2.1 En vigueur depuis le 1er janvier 2007, l'art. 29a Cst. donne à toute personne le droit à ce que sa cause soit jugée par une autorité judiciaire. La Confédération et les cantons peuvent, par la loi, exclure l'accès au juge dans des cas exceptionnels. Cette norme étend le contrôle judiciaire à toutes les matières, y compris aux actes de l'administration, en établissant une garantie générale de l'accès au juge (ATF 130 I 312 consid. 4.2 p. 327 et les références). Selon la jurisprudence, elle est concrétisée par l'art. 86 al. 2 LTF, aux termes duquel les cantons doivent instituer des tribunaux supérieurs qui statuent comme autorités précédant immédiatement le Tribunal fédéral, sauf dans les cas où une autre loi fédérale prévoit qu'une décision d'une autre autorité judiciaire peut faire l'objet d'un recours devant le Tribunal fédéral. L'art. 130 al. 3 LTF impartit aux cantons un délai de deux ans pour édicter les dispositions d'exécution y relatives. Avant l'expiration de ce délai, le grief lié à l'absence d'accès à un tribunal supérieur n'est en principe pas fondé (arrêts 2C_64/2007 du 29 mars 2007 consid. 3.2, 1D_3/2008 du 10 juillet 2008 consid. 3.2; Denise Brühl-Moser, in Basler Kommentar, Bundesgerichtsgesetz, 2008, n. 5 ad art. 130 LTF), de sorte que le recourant ne pourrait pas se prévaloir de l'art. 29a Cst. pour exiger que sa cause soit traitée par une telle autorité. En l'état, la présente cause doit par conséquent être examinée uniquement à la lumière de l'art. 6 CEDH
 
2.2 L'art. 6 par. 1 CEDH donne à toute personne le droit à ce que sa cause soit entendue équitablement, publiquement et dans un délai raisonnable, par un tribunal indépendant et impartial établi par la loi, qui décidera soit des contestations sur ses droits et obligations de caractère civil, soit du bien-fondé de toute accusation en matière pénale dirigée contre elle. La jurisprudence de la Cour européenne des droits de l'homme a récemment étendu le champ d'application de cette disposition en ce qui concerne les employés publics. Elle s'est écartée de l'ancien "critère fonctionnel", selon lequel étaient soustraits au champ d'application de l'art. 6 par. 1 CEDH "les litiges des agents publics dont l'emploi était caractéristique des activités spécifiques de l'administration publique dans la mesure où celle-ci agit comme détentrice de la puissance publique chargée de la sauvegarde des intérêts généraux de l'Etat ou des autres collectivités publiques" (arrêt Pellegrin contre France du 8 décembre 1999, Recueil CourEDH 1999-VIII § 66). Désormais, il y a une présomption que l'art. 6 par. 1 CEDH s'applique dans les contestations relatives aux employés publics. Pour que ces litiges soient soustraits à la protection offerte par cette norme, deux conditions doivent être remplies. En premier lieu, le droit interne de l'Etat concerné doit avoir expressément exclu l'accès à un tribunal s'agissant du poste ou de la catégorie de salariés en question. En second lieu, cette dérogation doit reposer sur des motifs objectifs liés à l'intérêt de l'Etat. Le simple fait que l'intéressé relève d'un secteur ou d'un service qui participe à l'exercice de la puissance publique n'est pas en soi déterminant. Il faut encore que l'objet du litige soit lié à l'exercice de l'autorité étatique, de sorte que les conflits ordinaires du travail - tels ceux portant sur un salaire, une indemnité ou d'autres droits de ce type - ne sont en principe pas soustraits aux garanties de l'article 6 CEDH (arrêt Vilho Eskelinen et autres contre Finlande du 19 avril 2007, § 62).

Tâche à réaliser — Relevez toutes les dates complètes, avec le jour, le mois et l'année, qui figurent dans le passage de texte ci-dessus.

Extrait des données —
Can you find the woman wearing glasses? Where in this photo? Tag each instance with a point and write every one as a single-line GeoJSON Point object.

Tâche accomplie —
- 1er janvier 2007
- 29 mars 2007
- 10 juillet 2008
- 8 décembre 1999
- 19 avril 2007